* **EXCERPTED TEXT**:

Staff in the wholesale and investment banking operations of JP Morgan and Chase Manhattan are braced for between 5,000 and 10,000 job losses worldwide following confirmation yesterday that Chase is buying its US rival in a $34bn (£25.5bn) all-share deal.

Staff in the wholesale and investment banking operations of JP Morgan and Chase Manhattan are braced for between 5,000 and 10,000 job losses worldwide following confirmation yesterday that Chase is buying its US rival in a $34bn (£25.5bn) all-share deal.

Although senior executives refused yesterday to be drawn on job cuts, William Harrison, the Chase chairman, said he anticipated savings of $1.5bn as a result of eliminating overlap between the two organisations.

Under the terms of the deal unveiled in New York, Chase is offering 3.7 of its shares for one of JP Morgan's.

The merged entity will be called JP Morgan Chase. Sandy Warner, JP Morgan's chief executive, will become chairman, with Bill Harrison, the Chase chairman, assuming the role of chief executive.

Analysts said that while the deal clearly satisfied Chase's long-standing ambitions to acquire a big-hitting investment bank, putting the two together would still leave Chase lagging the investment banking big three - the so-called "bulge bracket" firms - Goldman Sachs, Morgan Stanley and Merrill Lynch, by some way.

* **DATA FOR THIS TASK**:
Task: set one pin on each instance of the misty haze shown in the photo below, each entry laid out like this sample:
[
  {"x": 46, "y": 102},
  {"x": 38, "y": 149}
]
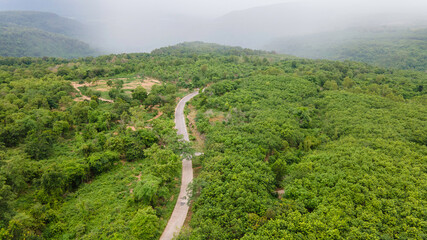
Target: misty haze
[
  {"x": 202, "y": 119},
  {"x": 141, "y": 26}
]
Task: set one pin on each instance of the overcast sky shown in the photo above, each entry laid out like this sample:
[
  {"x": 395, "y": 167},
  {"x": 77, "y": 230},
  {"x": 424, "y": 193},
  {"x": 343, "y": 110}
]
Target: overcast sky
[
  {"x": 142, "y": 25},
  {"x": 208, "y": 8}
]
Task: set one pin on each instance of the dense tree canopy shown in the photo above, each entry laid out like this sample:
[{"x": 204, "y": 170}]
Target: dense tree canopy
[{"x": 294, "y": 148}]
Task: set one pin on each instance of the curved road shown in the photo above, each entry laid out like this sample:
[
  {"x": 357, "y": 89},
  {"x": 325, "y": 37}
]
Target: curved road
[{"x": 181, "y": 207}]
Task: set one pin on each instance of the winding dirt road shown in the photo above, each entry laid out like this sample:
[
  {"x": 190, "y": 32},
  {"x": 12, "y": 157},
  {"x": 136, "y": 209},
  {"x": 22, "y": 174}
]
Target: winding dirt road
[{"x": 181, "y": 207}]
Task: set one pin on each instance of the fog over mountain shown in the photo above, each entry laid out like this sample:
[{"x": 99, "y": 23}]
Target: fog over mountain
[{"x": 135, "y": 26}]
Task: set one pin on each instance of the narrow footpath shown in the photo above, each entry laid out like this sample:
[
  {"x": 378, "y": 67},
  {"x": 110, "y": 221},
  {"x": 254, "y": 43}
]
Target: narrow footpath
[{"x": 180, "y": 211}]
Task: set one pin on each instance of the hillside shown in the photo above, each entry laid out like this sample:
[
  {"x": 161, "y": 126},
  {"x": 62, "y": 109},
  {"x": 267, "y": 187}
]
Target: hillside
[
  {"x": 256, "y": 27},
  {"x": 36, "y": 34},
  {"x": 293, "y": 148},
  {"x": 394, "y": 47},
  {"x": 45, "y": 21}
]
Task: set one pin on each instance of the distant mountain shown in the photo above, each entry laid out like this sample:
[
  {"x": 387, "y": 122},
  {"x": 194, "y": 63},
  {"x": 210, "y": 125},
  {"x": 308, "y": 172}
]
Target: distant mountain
[
  {"x": 395, "y": 47},
  {"x": 37, "y": 34},
  {"x": 197, "y": 48},
  {"x": 255, "y": 27},
  {"x": 45, "y": 21}
]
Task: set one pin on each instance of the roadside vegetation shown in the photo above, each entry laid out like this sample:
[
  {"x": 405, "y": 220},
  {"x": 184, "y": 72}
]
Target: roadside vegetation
[{"x": 294, "y": 148}]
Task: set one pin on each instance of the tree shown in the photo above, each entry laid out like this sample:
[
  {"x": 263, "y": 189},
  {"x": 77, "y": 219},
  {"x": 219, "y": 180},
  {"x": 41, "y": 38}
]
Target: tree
[
  {"x": 6, "y": 196},
  {"x": 330, "y": 85},
  {"x": 348, "y": 83},
  {"x": 139, "y": 94}
]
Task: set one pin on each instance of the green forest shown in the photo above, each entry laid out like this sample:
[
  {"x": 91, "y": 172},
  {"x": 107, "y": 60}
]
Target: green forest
[
  {"x": 38, "y": 34},
  {"x": 390, "y": 47},
  {"x": 293, "y": 148}
]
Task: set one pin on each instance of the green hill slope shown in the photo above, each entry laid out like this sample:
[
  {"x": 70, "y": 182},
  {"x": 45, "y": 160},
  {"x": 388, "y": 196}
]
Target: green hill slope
[
  {"x": 45, "y": 21},
  {"x": 36, "y": 34},
  {"x": 386, "y": 47}
]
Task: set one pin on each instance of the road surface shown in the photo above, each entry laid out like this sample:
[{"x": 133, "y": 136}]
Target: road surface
[{"x": 181, "y": 207}]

* **EXERCISE TASKS**:
**A)** Which lines in the records contain the word "overcast"? Pick out each one.
**B)** Carry on the article about Chase's acquisition of JP Morgan from the point where it stops.

* **ANSWERS TO THE PROBLEMS**:
**A)**
Task: set one pin on each instance of the overcast sky shown in the photo above, each entry laid out like this sample:
Target: overcast sky

**B)**
Ray Soifer, a noted Wall Street analyst, commented yesterday: "In purely financial terms, it should work. In strategic terms, the jury is still out. It still leaves the combined firm well below the bulge bracket in equity and advisory."

Most of the job losses are expected in New York where the two banks have their headquarters. But London, where there is already fall-out following the recent takeover of Credit Suisse First Boston by Donaldson, Lufkin & Jenrette, will not be spared.

However, bankers say that with houses like Bear Stearns and ABN Amro actively looking for staff, and others such as BNP Paribas and Dresdner Kleinwort Benson rebuilding after a spate of defections, staff displaced by the deal are unlikely to be out of work for long.

In London, the biggest threat hangs over some of the corporate finance, fixed income and research operations of JP Morgan's Robert Fleming, which will probably be gutted, with only a few choice individuals likely to survive. "The equity business is going to be completely canned," said one observer.

Mr Harrison, one of Wall Street's most aggressive dealmakers, made several attempts to take over Merrill Lynch during the past two years, before deciding to focus on building what he could from what was more easily available. The JP Morgan deal follows the acquisition last year of Hambrecht & Quist, a specialist technology advisory boutique, and the purchase earlier this year of Robert Fleming, one of the last of the City's blue chip names, for an eyebrow-raising $7.7bn.